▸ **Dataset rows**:
☆ ☆ ☆ ☆

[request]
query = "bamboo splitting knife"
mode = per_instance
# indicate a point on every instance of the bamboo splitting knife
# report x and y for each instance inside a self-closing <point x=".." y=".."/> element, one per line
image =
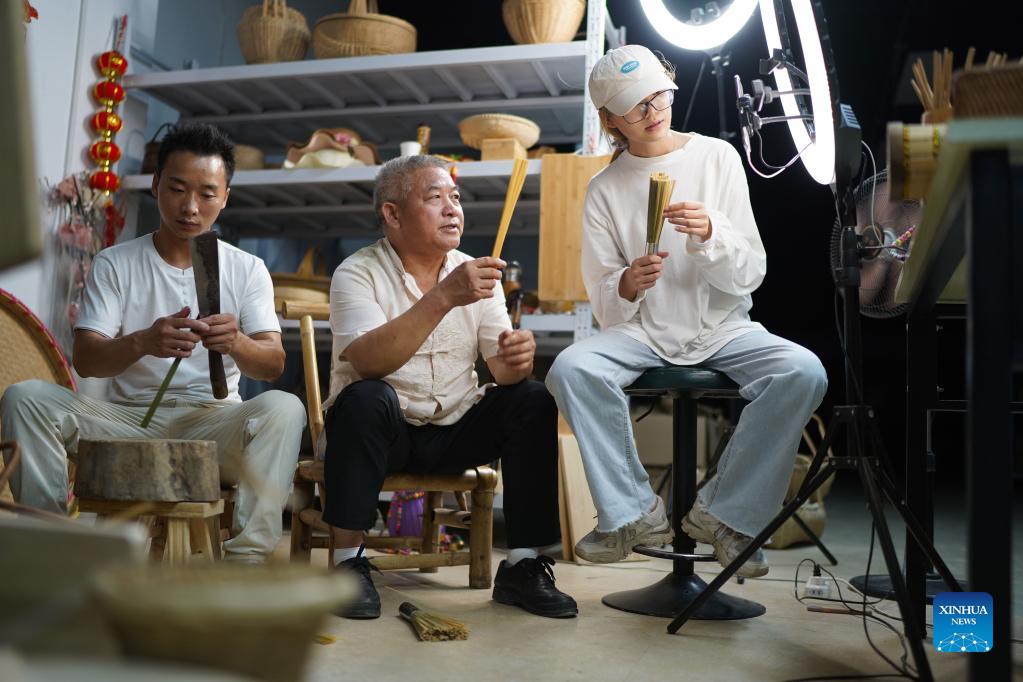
<point x="206" y="270"/>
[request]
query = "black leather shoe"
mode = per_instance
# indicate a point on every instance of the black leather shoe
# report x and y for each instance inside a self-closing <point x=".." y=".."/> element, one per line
<point x="530" y="584"/>
<point x="367" y="603"/>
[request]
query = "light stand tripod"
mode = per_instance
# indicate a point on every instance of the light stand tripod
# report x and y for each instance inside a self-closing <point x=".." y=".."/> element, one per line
<point x="864" y="451"/>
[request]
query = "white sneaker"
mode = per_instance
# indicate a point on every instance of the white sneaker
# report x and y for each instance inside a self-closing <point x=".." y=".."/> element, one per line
<point x="239" y="558"/>
<point x="703" y="527"/>
<point x="652" y="529"/>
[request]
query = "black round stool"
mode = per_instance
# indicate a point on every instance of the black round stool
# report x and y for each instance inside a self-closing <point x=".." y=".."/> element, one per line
<point x="670" y="595"/>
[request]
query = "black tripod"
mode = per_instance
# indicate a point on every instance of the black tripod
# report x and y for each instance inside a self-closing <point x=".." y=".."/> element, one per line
<point x="865" y="453"/>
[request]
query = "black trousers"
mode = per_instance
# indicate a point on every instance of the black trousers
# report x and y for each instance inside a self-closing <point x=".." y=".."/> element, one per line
<point x="368" y="438"/>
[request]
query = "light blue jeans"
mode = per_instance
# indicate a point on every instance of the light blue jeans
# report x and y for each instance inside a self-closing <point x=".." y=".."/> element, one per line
<point x="784" y="382"/>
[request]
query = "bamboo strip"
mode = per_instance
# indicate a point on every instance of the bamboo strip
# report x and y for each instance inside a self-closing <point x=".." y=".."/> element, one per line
<point x="661" y="187"/>
<point x="515" y="188"/>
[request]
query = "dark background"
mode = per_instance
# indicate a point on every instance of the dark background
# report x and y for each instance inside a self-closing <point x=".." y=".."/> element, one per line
<point x="874" y="42"/>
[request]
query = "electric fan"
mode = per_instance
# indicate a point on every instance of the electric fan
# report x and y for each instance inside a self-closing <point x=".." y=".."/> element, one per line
<point x="884" y="229"/>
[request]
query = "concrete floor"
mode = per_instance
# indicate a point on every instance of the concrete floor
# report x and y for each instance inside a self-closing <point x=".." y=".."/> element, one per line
<point x="603" y="643"/>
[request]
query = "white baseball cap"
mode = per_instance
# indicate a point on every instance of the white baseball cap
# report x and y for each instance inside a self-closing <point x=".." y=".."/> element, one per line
<point x="624" y="77"/>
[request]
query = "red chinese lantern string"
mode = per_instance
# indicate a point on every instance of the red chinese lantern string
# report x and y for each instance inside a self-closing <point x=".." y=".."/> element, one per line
<point x="108" y="93"/>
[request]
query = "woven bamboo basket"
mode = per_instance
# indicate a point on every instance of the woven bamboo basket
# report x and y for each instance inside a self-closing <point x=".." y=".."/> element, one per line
<point x="257" y="621"/>
<point x="988" y="92"/>
<point x="248" y="157"/>
<point x="272" y="32"/>
<point x="361" y="32"/>
<point x="481" y="127"/>
<point x="542" y="20"/>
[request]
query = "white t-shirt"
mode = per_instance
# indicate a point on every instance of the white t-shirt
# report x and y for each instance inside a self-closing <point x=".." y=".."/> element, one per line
<point x="703" y="299"/>
<point x="439" y="382"/>
<point x="130" y="285"/>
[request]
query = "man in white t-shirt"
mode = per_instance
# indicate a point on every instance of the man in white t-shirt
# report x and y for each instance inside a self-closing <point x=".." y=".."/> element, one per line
<point x="410" y="315"/>
<point x="138" y="316"/>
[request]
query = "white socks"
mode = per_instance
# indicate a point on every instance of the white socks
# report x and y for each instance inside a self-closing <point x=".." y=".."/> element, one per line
<point x="344" y="553"/>
<point x="516" y="555"/>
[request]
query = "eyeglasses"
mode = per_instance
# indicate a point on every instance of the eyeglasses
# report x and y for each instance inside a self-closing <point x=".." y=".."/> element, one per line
<point x="660" y="101"/>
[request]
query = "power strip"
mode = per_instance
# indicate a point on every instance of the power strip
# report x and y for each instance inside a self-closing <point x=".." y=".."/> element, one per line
<point x="817" y="587"/>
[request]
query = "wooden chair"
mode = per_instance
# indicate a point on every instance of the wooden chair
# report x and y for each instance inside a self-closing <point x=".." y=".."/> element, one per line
<point x="31" y="352"/>
<point x="479" y="483"/>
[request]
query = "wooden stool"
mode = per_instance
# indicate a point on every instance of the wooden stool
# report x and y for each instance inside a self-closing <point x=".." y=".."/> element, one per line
<point x="182" y="531"/>
<point x="174" y="483"/>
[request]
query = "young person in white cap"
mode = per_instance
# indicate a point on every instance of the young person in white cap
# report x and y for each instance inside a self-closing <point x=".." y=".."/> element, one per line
<point x="686" y="305"/>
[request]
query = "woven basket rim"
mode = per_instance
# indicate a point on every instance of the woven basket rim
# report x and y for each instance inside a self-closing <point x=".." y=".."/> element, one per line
<point x="387" y="18"/>
<point x="43" y="337"/>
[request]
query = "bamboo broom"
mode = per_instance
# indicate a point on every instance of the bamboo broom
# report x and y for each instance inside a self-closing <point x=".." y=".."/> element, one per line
<point x="432" y="627"/>
<point x="661" y="187"/>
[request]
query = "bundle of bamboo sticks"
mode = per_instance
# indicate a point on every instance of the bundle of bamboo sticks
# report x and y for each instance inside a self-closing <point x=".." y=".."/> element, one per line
<point x="661" y="187"/>
<point x="936" y="95"/>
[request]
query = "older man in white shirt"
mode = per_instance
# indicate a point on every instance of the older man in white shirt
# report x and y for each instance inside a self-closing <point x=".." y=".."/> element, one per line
<point x="410" y="315"/>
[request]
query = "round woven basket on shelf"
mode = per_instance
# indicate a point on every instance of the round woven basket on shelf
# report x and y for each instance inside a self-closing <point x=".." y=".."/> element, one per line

☆ ☆ ☆ ☆

▸ **What is being asked**: Retype the data above exactly; pictures are not part of the copy.

▸ **Answer below**:
[request]
query = "bamboo splitting knife"
mode = per_instance
# indicate a point on every instance of the bamboo splitting knife
# report x and y for each instance inside a self-closing <point x=".." y=".."/> element, one per line
image =
<point x="206" y="270"/>
[request]
query = "black leather shoe"
mode = per_instance
# indicate a point on every instance of the black leather shoe
# report x and y for each instance inside a self-closing <point x=".." y=".."/> element, one per line
<point x="530" y="584"/>
<point x="367" y="603"/>
[request]
query = "light stand tripod"
mode = per_instance
# indicate a point on every instance of the light stand tripod
# report x and y for each instance inside a self-closing <point x=".." y=".."/> element, one per line
<point x="864" y="451"/>
[request]
query = "white sneaker"
mode = per_instance
# indicate a point on every instance of the white sneaker
# report x and y for each instance inside a self-closing <point x=".." y=".."/> element, one per line
<point x="239" y="558"/>
<point x="703" y="527"/>
<point x="652" y="529"/>
[request]
query = "black round stool"
mode = per_instance
# indicate a point on every instance of the black round stool
# report x and y for each instance inside a self-closing <point x=".." y=".."/> element, one per line
<point x="670" y="595"/>
[request]
query = "black tripod"
mode = per_instance
# indicate a point on every instance of the black tripod
# report x and y for each instance inside a self-closing <point x=".." y=".."/> element, one per line
<point x="865" y="453"/>
[request]
query = "black trousers"
mode = per_instance
# indicate a point on every instance of the black trousers
# report x and y for each instance inside a self-closing <point x=".." y=".."/> element, one per line
<point x="368" y="438"/>
[request]
query = "light blue jeans"
mode = per_instance
# indicate a point on every instance of the light blue jeans
# report x and y for each instance inside a self-closing <point x=".." y=".."/> element, one per line
<point x="784" y="382"/>
[request]
query = "bamboo strip"
mode = per_instance
# indicate a point on every instance of the bamboo strip
# report x and y for each instance inside a self-closing <point x=".." y=".."/> element, one per line
<point x="661" y="187"/>
<point x="515" y="188"/>
[request]
query = "dark background"
mode = per_instance
# indicate a point on every instance of the dark background
# report x and y for each instance inside a self-closing <point x=".." y=".."/> element, one per line
<point x="874" y="42"/>
[request]
query = "electric fan"
mode = per_instance
# indicate a point on every instance of the electric fan
# report x and y for each instance inside a self-closing <point x=".." y=".."/> element, one per line
<point x="884" y="229"/>
[request]
query = "concrete floor"
mode = per_instance
# indicate a point on every instance of the concrete floor
# report x and y for each instance inside a self-closing <point x=".." y=".."/> element, one per line
<point x="603" y="643"/>
[request]
query = "white baseball cap"
mode = per_instance
# indicate a point on every instance of the white baseball cap
# report x and y for each instance inside a self-closing <point x=".." y=".."/> element, one per line
<point x="624" y="77"/>
[request]
query = "red chinese lantern string"
mode = per_instance
# indicate a point on every instance of the red chinese lantern string
# report x and y for each instance inside a self-closing <point x=".." y=".."/> element, one per line
<point x="108" y="93"/>
[request]
query = "woven bamboo basket"
mode = per_instance
# indicate a point on every instance of the woven bamboo basket
# report x and y for each instance inside a self-closing <point x=".." y=".."/> element, one per line
<point x="257" y="621"/>
<point x="988" y="92"/>
<point x="248" y="157"/>
<point x="272" y="32"/>
<point x="361" y="32"/>
<point x="481" y="127"/>
<point x="542" y="20"/>
[request]
query = "white t-shirt"
mode = per_instance
# indicate a point on every instance of the white t-shirt
# report x and y for each instance inside a self-closing <point x=".." y=".."/> element, one per line
<point x="703" y="299"/>
<point x="439" y="382"/>
<point x="130" y="285"/>
[request]
query = "man in white t-shirt"
mode = per_instance
# indicate a point on every instance of the man in white t-shirt
# report x and y for each instance inside a self-closing <point x=".." y=".."/> element, one per line
<point x="410" y="315"/>
<point x="138" y="316"/>
[request]
query = "white socks"
mode = per_instance
# indicate a point on every instance of the white socks
# report x and y for each instance inside a self-closing <point x=".." y=".."/> element, one per line
<point x="344" y="553"/>
<point x="516" y="555"/>
[request]
query = "eyeglasses"
mode = per_instance
# indicate a point on every instance of the eyeglasses
# report x and y for each instance inside a self-closing <point x=".." y=".."/> element, one per line
<point x="660" y="101"/>
[request]
query = "power strip"
mode = per_instance
# indicate a point on every instance of the power strip
# report x and y for each instance inside a self-closing <point x=".." y=".."/> element, one per line
<point x="817" y="587"/>
[request]
query = "wooden chair"
mode = per_instance
# indicate a point on every instance of the wooden chair
# report x and y for each instance inside a self-closing <point x=".." y=".."/> element, one per line
<point x="31" y="352"/>
<point x="479" y="483"/>
[request]
query = "wooden stool"
mode = per_instance
# indicate a point on every instance of the wooden stool
# report x and y for each instance inside a self-closing <point x=".." y=".."/> element, one per line
<point x="182" y="531"/>
<point x="174" y="483"/>
[request]
query = "young person in white cap"
mode = per_instance
# indicate a point on every instance of the young person in white cap
# report x and y for each instance inside a self-closing <point x=".." y=".."/> element, one per line
<point x="686" y="305"/>
[request]
query = "woven basket rim"
mode = per_instance
# indicate a point on every instance of the woven basket rim
# report x and y for each instance inside a self-closing <point x=".." y=".."/> element, one per line
<point x="387" y="18"/>
<point x="43" y="337"/>
[request]
query = "bamboo broom"
mode = per_instance
# indicate a point on every instance of the bamboo broom
# report x and y for each instance inside a self-closing <point x=".." y=".."/> element, one per line
<point x="432" y="627"/>
<point x="661" y="187"/>
[request]
query = "bundle of bamboo sticks"
mode = per_instance
# indicate a point on every instance of the bundle of bamboo sticks
# report x and y for each instance inside a self-closing <point x=".." y=".."/> element, one per line
<point x="661" y="187"/>
<point x="936" y="95"/>
[request]
query = "older man in white shirt"
mode = per_instance
# indicate a point on every instance of the older man in white shirt
# report x and y for each instance inside a self-closing <point x=".." y=".."/> element, one per line
<point x="410" y="315"/>
[request]
query = "round woven basket on shelf"
mode = per_instance
# indicate a point on every instance of the round woven basket on shelf
# report x and y for each instance inside a self-closing <point x=".." y=".."/> element, one per line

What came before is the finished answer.